I pause today from migrating .vhdxs to this:
and stressing this:
to deploying six of these to a new small branch office:
In my industry, we’re constantly standing up new branch offices, tearing down old ones, and so sometimes I have to take off the virtualization/storage guy hat and put on the project management, facilities & security hat, something I admit to enjoying.
And one of my focuses in this area is on rapid deployment of branch offices. I want to be able to deploy a branch office from an IT, security & infrastructure perspective as quickly as overnight and at or below budgeted cost. Tearing down branch offices is more leisurely, but building new ones? I aim for excellence; I want to be the Amazon Prime of branch office rollouts.

So I’ve tried to templatize the branch office stack as much as possible. Ideally, I’d have a hardened, secure rolling 19″ 12 or 16u rack, complete with a 8 or 16 port switch (SG300 maybe?), patch panel, a Dell R210 II server, 16GB RAM, and 1 terabyte in RAID 1 as a Hyper-V host, a short-depth but sufficient capacity UPS, and a router of some type: it should have 4G LTE & 1Gbase-T as a WAN-connectivity option, VPN ability (to connect to our MPLS) and, ipv6 dreams aside for now, NAT ability, and, of course, the one thing that will never become virtualized or software-defined, a workgroup printer.

#####

--- AIM 1 ---
Name each piece of hardware the branch office text lists for the ideal branch office stack.
--- AIM 2 ---
In the branch office text, edit the part that opens with the words containing "I pause today" and closes with "branch office rollouts.", replacing "overnight" with "over a weekend".
The data is not needed here.

#####

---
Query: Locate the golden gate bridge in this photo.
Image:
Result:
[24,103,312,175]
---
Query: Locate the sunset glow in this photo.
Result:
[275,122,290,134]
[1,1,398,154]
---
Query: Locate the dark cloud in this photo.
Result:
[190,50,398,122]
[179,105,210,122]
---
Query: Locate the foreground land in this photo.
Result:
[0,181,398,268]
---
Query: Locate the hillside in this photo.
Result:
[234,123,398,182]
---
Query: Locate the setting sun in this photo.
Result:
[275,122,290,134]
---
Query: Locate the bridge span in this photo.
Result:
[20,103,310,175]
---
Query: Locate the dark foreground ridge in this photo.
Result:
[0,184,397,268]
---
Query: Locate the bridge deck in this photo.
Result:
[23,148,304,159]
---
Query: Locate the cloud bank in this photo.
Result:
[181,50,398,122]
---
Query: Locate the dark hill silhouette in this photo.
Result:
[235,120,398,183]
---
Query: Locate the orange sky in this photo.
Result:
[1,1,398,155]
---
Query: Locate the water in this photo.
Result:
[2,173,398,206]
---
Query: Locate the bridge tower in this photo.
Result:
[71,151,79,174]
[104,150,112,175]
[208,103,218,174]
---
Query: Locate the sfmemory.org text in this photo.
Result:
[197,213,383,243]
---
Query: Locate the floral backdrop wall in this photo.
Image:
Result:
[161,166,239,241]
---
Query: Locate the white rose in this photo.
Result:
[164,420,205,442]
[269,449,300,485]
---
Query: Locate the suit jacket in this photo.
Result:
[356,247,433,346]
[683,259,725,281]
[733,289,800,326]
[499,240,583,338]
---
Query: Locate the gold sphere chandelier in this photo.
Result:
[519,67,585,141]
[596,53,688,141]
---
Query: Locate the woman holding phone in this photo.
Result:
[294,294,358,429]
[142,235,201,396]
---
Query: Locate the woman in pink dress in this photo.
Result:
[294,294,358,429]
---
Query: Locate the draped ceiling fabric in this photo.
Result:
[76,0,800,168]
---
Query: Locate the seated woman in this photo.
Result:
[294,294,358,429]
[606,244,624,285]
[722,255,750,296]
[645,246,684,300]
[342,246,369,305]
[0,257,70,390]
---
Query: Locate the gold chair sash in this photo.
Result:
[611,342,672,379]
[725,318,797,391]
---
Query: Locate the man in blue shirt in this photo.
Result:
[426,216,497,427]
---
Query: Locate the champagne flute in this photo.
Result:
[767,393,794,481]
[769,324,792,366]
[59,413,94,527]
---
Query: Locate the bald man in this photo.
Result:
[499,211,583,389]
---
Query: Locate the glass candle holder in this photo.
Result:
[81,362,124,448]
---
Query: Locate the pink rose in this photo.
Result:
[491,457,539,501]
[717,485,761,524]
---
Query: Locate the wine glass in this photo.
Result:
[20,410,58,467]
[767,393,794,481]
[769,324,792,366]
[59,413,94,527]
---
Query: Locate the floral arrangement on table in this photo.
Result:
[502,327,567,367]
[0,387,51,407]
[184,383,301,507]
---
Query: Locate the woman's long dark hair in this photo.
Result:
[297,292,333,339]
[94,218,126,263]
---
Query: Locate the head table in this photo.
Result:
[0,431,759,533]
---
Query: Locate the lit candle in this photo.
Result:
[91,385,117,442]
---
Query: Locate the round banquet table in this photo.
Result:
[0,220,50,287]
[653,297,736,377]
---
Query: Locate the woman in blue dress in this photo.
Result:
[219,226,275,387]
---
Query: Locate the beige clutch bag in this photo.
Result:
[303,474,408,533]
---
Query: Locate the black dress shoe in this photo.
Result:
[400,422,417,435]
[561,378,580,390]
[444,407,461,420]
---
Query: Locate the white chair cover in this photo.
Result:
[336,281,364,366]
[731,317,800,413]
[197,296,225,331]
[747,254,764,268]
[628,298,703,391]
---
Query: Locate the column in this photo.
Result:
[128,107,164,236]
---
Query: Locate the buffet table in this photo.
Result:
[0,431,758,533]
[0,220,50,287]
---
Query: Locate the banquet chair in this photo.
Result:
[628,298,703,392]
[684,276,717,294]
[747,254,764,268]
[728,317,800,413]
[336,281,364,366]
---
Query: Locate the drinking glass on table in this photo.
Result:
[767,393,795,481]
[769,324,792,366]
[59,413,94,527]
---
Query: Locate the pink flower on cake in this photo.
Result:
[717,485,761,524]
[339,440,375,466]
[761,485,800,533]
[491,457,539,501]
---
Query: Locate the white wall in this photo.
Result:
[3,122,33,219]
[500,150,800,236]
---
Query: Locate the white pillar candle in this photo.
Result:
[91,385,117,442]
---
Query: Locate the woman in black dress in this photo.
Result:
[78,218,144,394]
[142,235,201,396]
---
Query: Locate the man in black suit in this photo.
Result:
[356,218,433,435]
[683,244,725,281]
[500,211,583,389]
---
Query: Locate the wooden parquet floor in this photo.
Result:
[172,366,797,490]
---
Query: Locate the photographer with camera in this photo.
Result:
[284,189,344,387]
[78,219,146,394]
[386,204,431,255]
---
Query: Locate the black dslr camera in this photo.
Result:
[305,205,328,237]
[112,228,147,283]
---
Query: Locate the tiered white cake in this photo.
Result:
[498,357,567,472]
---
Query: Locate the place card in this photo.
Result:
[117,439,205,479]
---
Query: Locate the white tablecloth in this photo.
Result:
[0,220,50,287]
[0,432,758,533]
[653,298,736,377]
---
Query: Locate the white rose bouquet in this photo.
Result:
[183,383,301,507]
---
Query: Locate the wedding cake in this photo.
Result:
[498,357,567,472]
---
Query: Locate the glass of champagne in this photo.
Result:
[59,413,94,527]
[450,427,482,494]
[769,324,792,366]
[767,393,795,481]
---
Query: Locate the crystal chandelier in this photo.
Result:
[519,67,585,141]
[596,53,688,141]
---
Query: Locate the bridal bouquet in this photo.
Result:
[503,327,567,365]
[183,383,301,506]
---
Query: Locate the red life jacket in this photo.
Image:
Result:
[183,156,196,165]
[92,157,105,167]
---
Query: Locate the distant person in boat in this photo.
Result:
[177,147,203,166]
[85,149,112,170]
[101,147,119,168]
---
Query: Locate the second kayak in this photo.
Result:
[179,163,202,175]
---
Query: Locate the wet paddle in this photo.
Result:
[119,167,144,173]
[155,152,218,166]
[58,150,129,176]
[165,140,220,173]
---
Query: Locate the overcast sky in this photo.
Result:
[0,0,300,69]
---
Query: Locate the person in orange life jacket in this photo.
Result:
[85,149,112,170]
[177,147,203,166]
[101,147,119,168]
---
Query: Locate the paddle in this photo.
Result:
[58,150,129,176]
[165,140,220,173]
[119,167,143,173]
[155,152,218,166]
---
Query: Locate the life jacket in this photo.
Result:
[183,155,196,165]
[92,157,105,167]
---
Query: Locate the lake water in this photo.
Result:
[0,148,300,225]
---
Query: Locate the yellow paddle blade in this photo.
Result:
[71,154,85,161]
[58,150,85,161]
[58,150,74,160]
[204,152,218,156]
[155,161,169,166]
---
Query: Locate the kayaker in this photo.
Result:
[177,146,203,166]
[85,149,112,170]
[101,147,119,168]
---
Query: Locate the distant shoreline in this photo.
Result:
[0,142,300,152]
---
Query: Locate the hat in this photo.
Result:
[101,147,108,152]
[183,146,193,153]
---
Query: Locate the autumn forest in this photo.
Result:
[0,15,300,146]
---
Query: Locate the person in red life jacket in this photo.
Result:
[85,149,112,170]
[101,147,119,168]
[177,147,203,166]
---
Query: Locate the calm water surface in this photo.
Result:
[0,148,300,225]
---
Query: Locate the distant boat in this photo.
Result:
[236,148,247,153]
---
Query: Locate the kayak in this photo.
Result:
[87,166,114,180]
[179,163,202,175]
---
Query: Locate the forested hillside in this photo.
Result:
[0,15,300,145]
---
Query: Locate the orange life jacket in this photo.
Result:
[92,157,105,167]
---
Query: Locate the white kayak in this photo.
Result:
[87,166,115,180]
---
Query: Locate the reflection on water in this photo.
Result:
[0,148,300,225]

#####

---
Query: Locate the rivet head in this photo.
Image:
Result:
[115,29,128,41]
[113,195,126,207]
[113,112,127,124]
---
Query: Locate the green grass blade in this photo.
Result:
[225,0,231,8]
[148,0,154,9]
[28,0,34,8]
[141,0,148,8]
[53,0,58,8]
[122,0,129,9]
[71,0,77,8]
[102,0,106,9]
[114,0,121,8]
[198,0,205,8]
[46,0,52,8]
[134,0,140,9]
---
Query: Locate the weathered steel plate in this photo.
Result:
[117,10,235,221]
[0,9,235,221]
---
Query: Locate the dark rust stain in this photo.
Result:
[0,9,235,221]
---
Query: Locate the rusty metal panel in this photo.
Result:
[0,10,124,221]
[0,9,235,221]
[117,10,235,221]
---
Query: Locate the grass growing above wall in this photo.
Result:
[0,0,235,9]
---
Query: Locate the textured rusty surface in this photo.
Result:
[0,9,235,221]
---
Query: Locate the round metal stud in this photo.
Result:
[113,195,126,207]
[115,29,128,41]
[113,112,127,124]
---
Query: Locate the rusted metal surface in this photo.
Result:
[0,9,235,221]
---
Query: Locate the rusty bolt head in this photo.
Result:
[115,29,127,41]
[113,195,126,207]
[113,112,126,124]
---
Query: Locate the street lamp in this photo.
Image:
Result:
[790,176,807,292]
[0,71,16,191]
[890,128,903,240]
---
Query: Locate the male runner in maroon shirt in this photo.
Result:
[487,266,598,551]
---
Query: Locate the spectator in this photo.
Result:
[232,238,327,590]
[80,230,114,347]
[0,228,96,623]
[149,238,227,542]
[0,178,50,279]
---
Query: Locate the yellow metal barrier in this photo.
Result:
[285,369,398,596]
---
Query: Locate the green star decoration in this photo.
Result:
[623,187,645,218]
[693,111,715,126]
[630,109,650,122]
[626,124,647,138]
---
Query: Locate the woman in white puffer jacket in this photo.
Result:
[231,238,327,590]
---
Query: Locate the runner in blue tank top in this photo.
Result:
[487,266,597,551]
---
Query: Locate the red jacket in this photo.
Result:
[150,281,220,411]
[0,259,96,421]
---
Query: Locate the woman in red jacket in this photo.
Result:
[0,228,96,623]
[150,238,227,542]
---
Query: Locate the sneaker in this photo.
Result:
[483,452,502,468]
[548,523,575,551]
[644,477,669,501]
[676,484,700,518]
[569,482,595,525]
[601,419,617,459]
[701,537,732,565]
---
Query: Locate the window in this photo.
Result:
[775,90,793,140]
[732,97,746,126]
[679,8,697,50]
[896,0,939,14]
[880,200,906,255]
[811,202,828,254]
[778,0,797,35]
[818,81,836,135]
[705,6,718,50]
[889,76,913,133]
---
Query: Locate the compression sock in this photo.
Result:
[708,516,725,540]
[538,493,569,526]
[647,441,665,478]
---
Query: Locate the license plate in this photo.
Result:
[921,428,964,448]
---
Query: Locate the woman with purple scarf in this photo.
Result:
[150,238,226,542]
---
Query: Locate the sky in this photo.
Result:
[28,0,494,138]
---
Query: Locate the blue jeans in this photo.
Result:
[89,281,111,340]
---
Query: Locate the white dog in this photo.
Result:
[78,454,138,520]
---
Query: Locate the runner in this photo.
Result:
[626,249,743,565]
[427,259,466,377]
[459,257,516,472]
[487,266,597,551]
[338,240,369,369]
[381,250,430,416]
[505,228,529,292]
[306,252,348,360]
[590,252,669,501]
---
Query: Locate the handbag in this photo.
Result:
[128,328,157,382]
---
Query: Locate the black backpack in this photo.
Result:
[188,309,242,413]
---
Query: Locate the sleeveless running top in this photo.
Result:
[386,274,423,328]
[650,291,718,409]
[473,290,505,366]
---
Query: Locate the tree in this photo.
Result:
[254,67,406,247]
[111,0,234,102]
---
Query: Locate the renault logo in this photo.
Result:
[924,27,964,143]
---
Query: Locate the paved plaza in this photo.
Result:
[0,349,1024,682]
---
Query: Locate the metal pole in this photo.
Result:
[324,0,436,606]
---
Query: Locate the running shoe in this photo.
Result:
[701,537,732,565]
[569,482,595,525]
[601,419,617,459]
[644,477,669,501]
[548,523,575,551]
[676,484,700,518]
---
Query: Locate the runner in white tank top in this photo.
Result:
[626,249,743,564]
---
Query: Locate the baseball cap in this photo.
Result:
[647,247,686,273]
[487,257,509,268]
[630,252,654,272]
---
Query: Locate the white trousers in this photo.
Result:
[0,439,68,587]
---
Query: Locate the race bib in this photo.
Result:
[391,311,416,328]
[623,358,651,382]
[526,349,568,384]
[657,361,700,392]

#####

--- WRITTEN REPLY 1 ---
- A hardened, secure rolling 19″ 12 or 16u rack
- An 8 or 16 port switch
- A patch panel
- A Dell R210 II server with 16GB RAM and 1 terabyte in RAID 1, serving as a Hyper-V host
- A short-depth but sufficient capacity UPS
- A router
- A workgroup printer

--- WRITTEN REPLY 2 ---
I pause today from migrating .vhdxs to this:
and stressing this:
to deploying six of these to a new small branch office:
In my industry, we’re constantly standing up new branch offices, tearing down old ones, and so sometimes I have to take off the virtualization/storage guy hat and put on the project management, facilities & security hat, something I admit to enjoying.
And one of my focuses in this area is on rapid deployment of branch offices. I want to be able to deploy a branch office from an IT, security & infrastructure perspective as quickly as over a weekend and at or below budgeted cost. Tearing down branch offices is more leisurely, but building new ones? I aim for excellence; I want to be the Amazon Prime of branch office rollouts.